Requirement: Nothing but the lines from the one containing "You are given a photograph. Locate the porch" through the last line should be written out, please, exactly as they stand.

(Part of a data file)
___

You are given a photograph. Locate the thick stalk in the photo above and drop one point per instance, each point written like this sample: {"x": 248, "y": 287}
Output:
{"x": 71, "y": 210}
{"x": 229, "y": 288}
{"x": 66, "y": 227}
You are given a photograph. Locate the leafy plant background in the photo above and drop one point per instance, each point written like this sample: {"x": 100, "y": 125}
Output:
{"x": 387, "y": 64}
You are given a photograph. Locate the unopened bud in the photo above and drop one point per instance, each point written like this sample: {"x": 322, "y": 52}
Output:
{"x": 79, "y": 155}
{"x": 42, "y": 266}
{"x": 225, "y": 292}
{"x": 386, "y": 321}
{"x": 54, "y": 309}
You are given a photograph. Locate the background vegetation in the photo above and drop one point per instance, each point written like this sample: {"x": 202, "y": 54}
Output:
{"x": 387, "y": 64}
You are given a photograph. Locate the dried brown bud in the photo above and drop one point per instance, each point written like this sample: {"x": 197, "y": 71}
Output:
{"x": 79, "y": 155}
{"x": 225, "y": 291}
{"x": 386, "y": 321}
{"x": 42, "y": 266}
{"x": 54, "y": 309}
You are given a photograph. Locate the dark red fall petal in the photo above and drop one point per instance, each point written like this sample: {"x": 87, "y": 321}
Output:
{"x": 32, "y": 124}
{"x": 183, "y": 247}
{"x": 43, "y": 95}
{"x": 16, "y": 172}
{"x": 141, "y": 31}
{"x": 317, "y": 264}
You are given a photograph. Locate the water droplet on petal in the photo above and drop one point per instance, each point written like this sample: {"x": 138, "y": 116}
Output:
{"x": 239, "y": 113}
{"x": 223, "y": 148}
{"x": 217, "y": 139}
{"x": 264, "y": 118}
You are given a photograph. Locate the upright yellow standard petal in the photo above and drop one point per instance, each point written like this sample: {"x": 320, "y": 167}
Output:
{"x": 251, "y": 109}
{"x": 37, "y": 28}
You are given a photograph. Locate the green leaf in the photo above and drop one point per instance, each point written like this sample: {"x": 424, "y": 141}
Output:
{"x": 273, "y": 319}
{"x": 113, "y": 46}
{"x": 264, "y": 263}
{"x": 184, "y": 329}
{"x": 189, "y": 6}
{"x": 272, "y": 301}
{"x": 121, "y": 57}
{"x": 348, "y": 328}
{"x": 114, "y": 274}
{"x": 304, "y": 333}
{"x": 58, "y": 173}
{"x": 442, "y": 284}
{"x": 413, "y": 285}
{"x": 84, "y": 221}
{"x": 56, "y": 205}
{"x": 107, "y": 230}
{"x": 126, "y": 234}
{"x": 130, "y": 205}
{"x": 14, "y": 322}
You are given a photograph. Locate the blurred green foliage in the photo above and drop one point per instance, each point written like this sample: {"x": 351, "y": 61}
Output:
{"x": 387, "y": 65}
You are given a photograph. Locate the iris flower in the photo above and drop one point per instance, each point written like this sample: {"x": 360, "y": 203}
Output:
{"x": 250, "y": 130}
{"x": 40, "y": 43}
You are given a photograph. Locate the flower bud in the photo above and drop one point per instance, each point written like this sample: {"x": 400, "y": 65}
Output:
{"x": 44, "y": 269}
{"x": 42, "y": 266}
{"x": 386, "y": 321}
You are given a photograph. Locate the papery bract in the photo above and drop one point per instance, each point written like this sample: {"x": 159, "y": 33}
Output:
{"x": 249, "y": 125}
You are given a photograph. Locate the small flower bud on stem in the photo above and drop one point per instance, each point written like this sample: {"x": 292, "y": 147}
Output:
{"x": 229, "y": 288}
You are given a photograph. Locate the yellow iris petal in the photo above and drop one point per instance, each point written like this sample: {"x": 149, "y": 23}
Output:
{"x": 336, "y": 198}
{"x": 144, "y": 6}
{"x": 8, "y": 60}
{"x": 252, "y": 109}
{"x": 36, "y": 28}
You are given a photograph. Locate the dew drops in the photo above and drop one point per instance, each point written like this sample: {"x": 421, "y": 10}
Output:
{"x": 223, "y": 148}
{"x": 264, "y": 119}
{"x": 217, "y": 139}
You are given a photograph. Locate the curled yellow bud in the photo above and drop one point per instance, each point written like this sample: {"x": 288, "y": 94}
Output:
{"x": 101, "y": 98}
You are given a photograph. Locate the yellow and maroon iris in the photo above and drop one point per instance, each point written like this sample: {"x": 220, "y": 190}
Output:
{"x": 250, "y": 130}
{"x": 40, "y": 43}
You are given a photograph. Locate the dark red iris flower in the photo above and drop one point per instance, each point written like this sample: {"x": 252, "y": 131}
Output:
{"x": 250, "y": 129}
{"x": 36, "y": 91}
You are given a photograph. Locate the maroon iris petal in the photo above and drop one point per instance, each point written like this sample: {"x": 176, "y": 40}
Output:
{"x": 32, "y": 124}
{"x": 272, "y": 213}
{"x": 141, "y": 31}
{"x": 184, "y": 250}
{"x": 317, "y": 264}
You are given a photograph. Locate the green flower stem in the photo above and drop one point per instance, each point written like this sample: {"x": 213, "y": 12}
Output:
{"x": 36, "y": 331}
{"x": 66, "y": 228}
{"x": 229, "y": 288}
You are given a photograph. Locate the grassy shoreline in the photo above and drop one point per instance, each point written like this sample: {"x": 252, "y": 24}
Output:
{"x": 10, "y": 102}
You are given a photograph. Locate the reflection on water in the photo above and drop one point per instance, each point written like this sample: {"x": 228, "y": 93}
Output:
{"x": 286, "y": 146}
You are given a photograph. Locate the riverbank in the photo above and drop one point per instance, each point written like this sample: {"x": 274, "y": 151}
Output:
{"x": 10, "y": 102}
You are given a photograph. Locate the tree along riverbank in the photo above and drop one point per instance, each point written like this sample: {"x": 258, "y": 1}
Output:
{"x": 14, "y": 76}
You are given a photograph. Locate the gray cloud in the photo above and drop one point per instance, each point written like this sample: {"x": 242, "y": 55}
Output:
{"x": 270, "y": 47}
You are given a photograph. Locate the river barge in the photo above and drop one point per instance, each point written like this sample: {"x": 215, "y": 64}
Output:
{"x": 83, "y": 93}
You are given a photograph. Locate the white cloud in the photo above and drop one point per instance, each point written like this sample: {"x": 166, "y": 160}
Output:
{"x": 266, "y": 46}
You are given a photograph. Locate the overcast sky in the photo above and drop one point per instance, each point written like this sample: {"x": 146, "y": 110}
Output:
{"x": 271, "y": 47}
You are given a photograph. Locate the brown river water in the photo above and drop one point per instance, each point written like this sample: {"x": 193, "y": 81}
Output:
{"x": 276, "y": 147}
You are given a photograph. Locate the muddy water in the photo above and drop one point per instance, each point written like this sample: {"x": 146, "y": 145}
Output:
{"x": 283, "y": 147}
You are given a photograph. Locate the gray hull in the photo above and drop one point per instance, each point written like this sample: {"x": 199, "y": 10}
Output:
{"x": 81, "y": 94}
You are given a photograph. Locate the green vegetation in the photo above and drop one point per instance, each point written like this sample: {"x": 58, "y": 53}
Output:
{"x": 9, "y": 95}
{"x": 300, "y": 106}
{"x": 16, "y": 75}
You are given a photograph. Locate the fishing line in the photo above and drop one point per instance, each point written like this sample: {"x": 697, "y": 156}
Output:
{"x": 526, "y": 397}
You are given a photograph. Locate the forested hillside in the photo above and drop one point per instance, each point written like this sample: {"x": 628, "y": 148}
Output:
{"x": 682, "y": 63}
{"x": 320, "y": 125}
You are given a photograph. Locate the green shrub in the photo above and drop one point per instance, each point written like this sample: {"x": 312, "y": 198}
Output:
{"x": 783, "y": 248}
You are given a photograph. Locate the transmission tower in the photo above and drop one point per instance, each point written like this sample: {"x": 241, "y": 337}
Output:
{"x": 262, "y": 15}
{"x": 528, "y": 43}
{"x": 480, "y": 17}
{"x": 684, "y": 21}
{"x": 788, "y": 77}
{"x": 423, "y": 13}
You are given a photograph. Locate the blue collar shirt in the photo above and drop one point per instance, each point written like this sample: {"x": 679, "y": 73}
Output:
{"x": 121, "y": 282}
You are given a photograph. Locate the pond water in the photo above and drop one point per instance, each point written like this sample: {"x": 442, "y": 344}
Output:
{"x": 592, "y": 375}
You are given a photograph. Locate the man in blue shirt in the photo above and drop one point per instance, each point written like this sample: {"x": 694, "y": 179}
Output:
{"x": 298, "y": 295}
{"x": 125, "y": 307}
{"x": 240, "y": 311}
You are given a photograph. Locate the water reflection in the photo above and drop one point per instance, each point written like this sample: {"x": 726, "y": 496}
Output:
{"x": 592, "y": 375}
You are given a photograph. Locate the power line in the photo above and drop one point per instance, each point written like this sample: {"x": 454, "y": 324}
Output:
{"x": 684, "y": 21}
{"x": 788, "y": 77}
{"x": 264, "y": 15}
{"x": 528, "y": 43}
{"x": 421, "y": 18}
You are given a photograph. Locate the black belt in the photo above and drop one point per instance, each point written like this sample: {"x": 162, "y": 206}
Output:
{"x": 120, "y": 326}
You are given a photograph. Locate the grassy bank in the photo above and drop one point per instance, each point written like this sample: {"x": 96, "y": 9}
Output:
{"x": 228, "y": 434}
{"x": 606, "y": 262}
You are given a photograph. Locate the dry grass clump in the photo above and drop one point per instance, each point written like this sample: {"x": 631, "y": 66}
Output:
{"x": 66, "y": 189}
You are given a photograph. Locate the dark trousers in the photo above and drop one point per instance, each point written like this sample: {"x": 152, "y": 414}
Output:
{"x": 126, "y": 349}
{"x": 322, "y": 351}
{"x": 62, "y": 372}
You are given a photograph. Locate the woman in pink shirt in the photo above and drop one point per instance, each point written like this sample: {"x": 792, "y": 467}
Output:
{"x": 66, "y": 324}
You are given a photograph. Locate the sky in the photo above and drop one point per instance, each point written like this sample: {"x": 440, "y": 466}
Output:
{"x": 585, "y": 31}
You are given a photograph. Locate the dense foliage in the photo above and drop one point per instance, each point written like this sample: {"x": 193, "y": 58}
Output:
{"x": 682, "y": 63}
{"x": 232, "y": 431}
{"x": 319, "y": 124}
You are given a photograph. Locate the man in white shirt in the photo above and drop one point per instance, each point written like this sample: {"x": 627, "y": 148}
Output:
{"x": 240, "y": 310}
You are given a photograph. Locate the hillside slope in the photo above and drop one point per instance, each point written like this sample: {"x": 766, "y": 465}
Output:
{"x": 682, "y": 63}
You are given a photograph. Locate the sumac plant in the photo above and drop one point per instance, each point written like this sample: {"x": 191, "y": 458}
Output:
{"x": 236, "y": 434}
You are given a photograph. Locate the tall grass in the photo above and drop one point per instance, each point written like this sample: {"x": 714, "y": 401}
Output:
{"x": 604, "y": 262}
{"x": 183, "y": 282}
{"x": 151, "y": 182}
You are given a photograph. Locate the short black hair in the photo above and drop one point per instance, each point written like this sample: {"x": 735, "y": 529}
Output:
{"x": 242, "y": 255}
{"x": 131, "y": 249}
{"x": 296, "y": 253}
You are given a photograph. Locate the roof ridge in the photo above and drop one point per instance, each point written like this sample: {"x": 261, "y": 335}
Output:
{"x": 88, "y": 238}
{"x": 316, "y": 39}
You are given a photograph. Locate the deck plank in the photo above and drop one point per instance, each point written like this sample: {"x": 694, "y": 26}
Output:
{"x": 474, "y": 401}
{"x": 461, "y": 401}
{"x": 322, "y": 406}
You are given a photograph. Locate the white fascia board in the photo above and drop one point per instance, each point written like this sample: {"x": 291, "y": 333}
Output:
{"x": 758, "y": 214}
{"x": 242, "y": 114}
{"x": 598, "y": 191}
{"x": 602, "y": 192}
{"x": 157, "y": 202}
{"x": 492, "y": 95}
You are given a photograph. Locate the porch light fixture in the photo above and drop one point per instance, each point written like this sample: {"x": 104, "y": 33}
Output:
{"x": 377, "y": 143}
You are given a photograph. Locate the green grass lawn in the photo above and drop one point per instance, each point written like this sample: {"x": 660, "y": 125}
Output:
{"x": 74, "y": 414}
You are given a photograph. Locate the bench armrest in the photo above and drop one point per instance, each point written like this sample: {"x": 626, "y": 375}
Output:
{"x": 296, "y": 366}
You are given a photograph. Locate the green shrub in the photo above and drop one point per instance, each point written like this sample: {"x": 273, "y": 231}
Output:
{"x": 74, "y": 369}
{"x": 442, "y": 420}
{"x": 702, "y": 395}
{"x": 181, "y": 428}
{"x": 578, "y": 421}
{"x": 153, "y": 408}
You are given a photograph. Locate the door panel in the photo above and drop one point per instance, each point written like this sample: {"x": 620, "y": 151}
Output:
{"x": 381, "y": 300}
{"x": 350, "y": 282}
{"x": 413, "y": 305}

___

Result of this task:
You are given a photograph. Locate the porch light fixture in the photo above and drop one point per instance, each point written like this sample: {"x": 104, "y": 33}
Output:
{"x": 377, "y": 143}
You are given a photograph. Locate the green grass lawn in the photo above and drop one point per instance, each point written like this sample: {"x": 660, "y": 125}
Output:
{"x": 74, "y": 414}
You are given a photograph. Locate the bench armrest in the photo above and drop one point per instance, each point written like this sample: {"x": 626, "y": 375}
Output:
{"x": 296, "y": 366}
You are given a photograph. Locate the green shrub in the photo above and drop one point per instance, each point written like this sample: {"x": 273, "y": 231}
Output:
{"x": 74, "y": 369}
{"x": 442, "y": 420}
{"x": 702, "y": 395}
{"x": 181, "y": 428}
{"x": 578, "y": 421}
{"x": 153, "y": 408}
You are given a photograph. Locate the door panel in the photo above and drop one point per instance, each point written like this sample: {"x": 620, "y": 151}
Output:
{"x": 381, "y": 300}
{"x": 350, "y": 282}
{"x": 413, "y": 305}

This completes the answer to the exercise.